Extracted records:
────────

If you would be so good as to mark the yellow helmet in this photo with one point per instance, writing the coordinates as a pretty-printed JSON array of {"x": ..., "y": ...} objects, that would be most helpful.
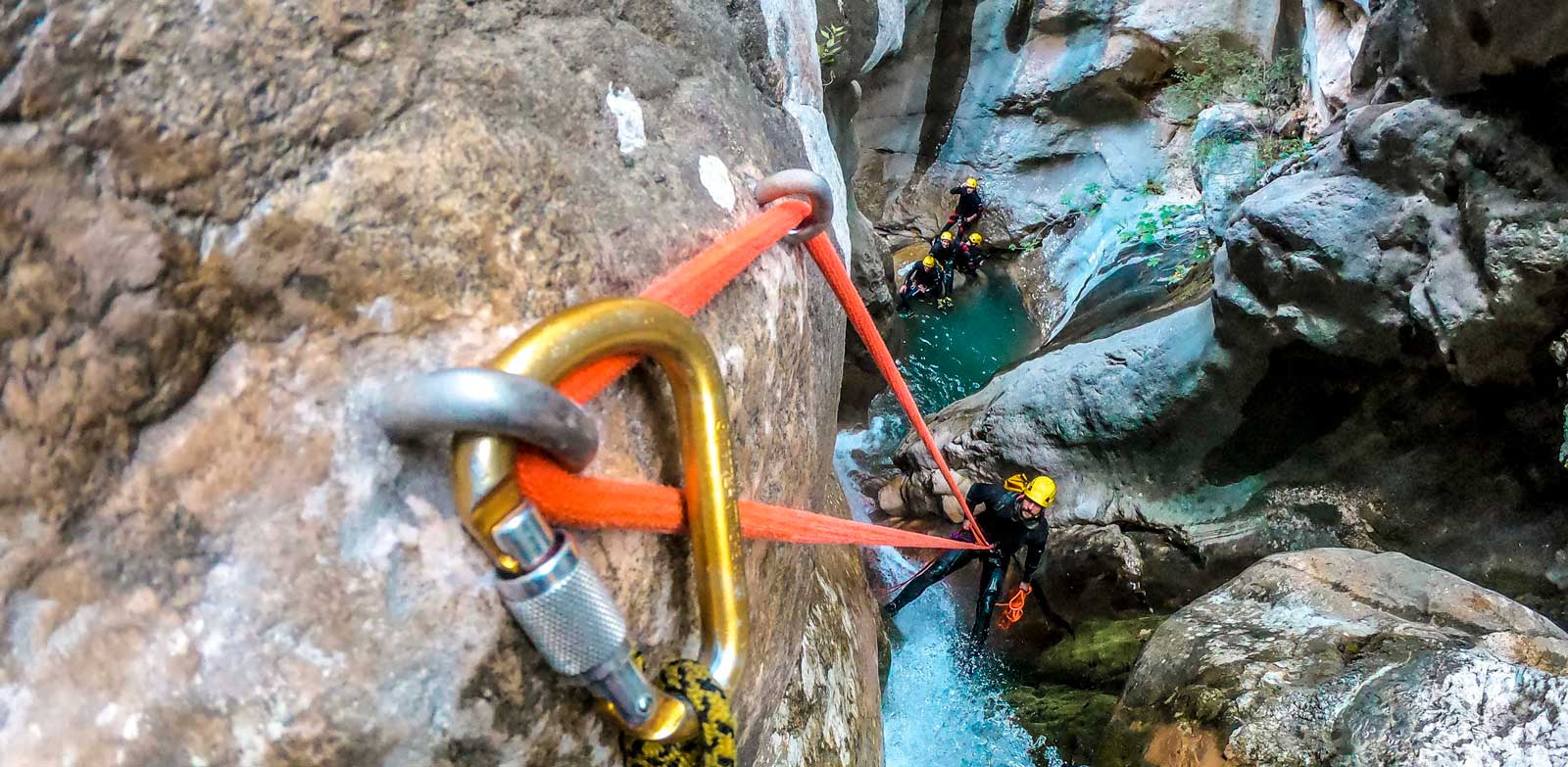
[{"x": 1043, "y": 491}]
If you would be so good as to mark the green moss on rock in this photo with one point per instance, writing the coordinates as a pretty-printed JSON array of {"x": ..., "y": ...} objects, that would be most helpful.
[
  {"x": 1076, "y": 686},
  {"x": 1102, "y": 656},
  {"x": 1065, "y": 717}
]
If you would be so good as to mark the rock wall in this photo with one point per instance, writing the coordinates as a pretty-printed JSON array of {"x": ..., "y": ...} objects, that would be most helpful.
[
  {"x": 221, "y": 223},
  {"x": 1337, "y": 656},
  {"x": 1379, "y": 364}
]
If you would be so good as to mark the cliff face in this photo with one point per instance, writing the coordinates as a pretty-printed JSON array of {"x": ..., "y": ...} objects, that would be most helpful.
[
  {"x": 1377, "y": 361},
  {"x": 220, "y": 223}
]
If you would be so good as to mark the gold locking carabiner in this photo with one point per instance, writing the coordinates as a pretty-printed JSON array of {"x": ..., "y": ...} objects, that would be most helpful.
[{"x": 486, "y": 488}]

────────

Problem to solve:
Copy out all the entries above with "photo" switched to "image" and nothing else changed. Leave the pictures out.

Written response:
If you would be so good as to mark the yellow helmet in this image with one point per instance, writing the coordinates as a pretty-printed JSON array of {"x": ..., "y": ...} objects, that would be most helpful.
[{"x": 1043, "y": 491}]
If you would be so good as to mark the green moss on rock in this image with one point per instance, writing the coordinates as a pretty-printed JSON array of {"x": ..., "y": ...} objects, that would be most helpful.
[
  {"x": 1076, "y": 686},
  {"x": 1102, "y": 656},
  {"x": 1065, "y": 717}
]
If you would be so good as to mark the rock wall in this image with one point per instance, writing the coordinates as a pretty-printed JSON array of {"x": ..., "y": ...} objects, that would be most helpful.
[
  {"x": 221, "y": 223},
  {"x": 1337, "y": 656},
  {"x": 1379, "y": 364}
]
If you would be so good as to mark the cliff face in this image with one point per instance, writing the coordinates as a pretty-printed JSON array of {"x": ..., "y": ...} objects, that would be most helpful.
[
  {"x": 1377, "y": 361},
  {"x": 220, "y": 223}
]
If you would be so good as to mark the gold locking carabiner in this image with one point per instance, writing the coordinates as a pretty-printed JSON array of {"x": ..., "y": ...} objects, that would be most helpful.
[{"x": 486, "y": 488}]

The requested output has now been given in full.